■ Applica quanto letto:
1. Elenca tutti i Paesi nominati nel brano sulla sanità pubblica e privata.
2. Prosegui il brano sulla sanità pubblica e privata dopo la sua ultima frase.

Negli ultimi anni, il settore privato ha guadagnato sempre più spazio nel mondo sanitario. Qual è la sua opinione su questa tendenza?
C’è un’idea diffusa, ma errata, secondo cui il settore privato stia “sostituendo” il pubblico. In realtà, pubblico e privato dovrebbero essere complementari, non in competizione. L’Italia ha un sistema sanitario pubblico tra i migliori al mondo, con una qualità elevata e costi relativamente contenuti rispetto ad altri paesi. Se guardiamo ai dati, il nostro Paese spende circa il 6,2% del PIL per la sanità, pari a circa 130 miliardi di euro all’anno. In Germania e Francia questa percentuale arriva al 13%, mentre negli Stati Uniti si sfiora il 15%. Tuttavia, quando un cittadino ha bisogno di un intervento chirurgico complesso, spesso sceglie un chirurgo italiano, perché la nostra formazione medica è tra le più avanzate al mondo.

■ Dati da esaminare:
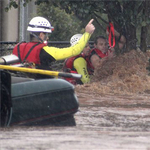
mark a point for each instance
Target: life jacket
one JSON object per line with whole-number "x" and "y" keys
{"x": 68, "y": 64}
{"x": 68, "y": 67}
{"x": 28, "y": 52}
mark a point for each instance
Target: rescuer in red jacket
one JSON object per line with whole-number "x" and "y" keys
{"x": 38, "y": 53}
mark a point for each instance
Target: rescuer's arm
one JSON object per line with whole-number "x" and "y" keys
{"x": 81, "y": 67}
{"x": 63, "y": 53}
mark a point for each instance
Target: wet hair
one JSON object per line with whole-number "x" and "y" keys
{"x": 99, "y": 37}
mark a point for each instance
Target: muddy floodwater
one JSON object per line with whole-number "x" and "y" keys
{"x": 102, "y": 122}
{"x": 114, "y": 113}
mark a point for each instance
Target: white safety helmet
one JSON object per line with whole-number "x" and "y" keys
{"x": 75, "y": 38}
{"x": 40, "y": 24}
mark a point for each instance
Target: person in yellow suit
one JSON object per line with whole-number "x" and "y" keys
{"x": 78, "y": 64}
{"x": 39, "y": 53}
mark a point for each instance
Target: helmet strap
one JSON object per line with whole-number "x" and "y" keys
{"x": 37, "y": 37}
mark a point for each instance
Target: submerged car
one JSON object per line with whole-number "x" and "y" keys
{"x": 26, "y": 101}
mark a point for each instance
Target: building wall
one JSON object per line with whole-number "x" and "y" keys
{"x": 15, "y": 21}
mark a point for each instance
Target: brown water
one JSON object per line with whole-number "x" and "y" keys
{"x": 114, "y": 113}
{"x": 103, "y": 122}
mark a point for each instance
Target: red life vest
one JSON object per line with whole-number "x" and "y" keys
{"x": 28, "y": 52}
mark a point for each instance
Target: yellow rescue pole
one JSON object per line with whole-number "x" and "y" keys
{"x": 40, "y": 71}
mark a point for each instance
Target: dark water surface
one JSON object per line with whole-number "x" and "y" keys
{"x": 102, "y": 122}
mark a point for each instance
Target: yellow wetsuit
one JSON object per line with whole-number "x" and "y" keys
{"x": 63, "y": 53}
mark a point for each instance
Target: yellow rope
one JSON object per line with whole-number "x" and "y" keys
{"x": 30, "y": 70}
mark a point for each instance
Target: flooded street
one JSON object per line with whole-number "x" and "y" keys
{"x": 102, "y": 122}
{"x": 114, "y": 113}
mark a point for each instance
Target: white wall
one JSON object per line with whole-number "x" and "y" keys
{"x": 10, "y": 24}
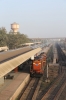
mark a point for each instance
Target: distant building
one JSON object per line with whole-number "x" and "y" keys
{"x": 15, "y": 28}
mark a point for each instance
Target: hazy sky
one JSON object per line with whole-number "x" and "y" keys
{"x": 37, "y": 18}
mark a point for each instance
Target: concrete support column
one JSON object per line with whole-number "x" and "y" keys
{"x": 16, "y": 69}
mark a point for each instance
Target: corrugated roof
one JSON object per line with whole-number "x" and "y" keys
{"x": 7, "y": 66}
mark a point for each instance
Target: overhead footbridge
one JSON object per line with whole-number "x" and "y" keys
{"x": 11, "y": 64}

■ Le tue risposte:
1. Italia, Germania, Francia, Stati Uniti

2.
Il problema non è il privato in sé, ma il fenomeno dell’inappropriatezza delle cure. Chi può permetterselo tende a rivolgersi al privato per accorciare i tempi di attesa, ma non sempre la prestazione privata è migliore di quella pubblica. Noi stiamo lavorando con le assicurazioni sanitarie per garantire ai cittadini la possibilità di scegliere il pubblico senza svantaggi in termini di tempistiche e servizi.
Il Servizio Sanitario Nazionale rimane l’unico sistema che garantisce cure a tutti senza discriminazioni economiche. Senza la sanità pubblica, milioni di persone non avrebbero accesso alle cure necessarie. Il nostro impegno è quello di rafforzare il sistema pubblico, migliorando l’accessibilità e riducendo i tempi di attesa.
Guardando al futuro, quali sono gli investimenti e le innovazioni in corso nell’AOUI di Verona?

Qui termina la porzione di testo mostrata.